AIM OF THE TASK:
Rewrite the records below, replacing every occurrence of "corners" with "box corners" and leaving everything else as it is.

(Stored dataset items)
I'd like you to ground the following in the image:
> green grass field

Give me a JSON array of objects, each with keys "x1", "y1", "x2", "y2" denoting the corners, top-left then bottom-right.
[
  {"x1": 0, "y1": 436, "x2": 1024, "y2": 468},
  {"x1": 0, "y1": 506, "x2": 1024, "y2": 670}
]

REPLY TO THE EXERCISE:
I'd like you to ground the following in the image:
> green grass field

Give me a JSON array of objects, each with keys "x1", "y1", "x2", "y2" denoting the box corners, top-left then bottom-right.
[
  {"x1": 0, "y1": 436, "x2": 1024, "y2": 468},
  {"x1": 0, "y1": 506, "x2": 1024, "y2": 670}
]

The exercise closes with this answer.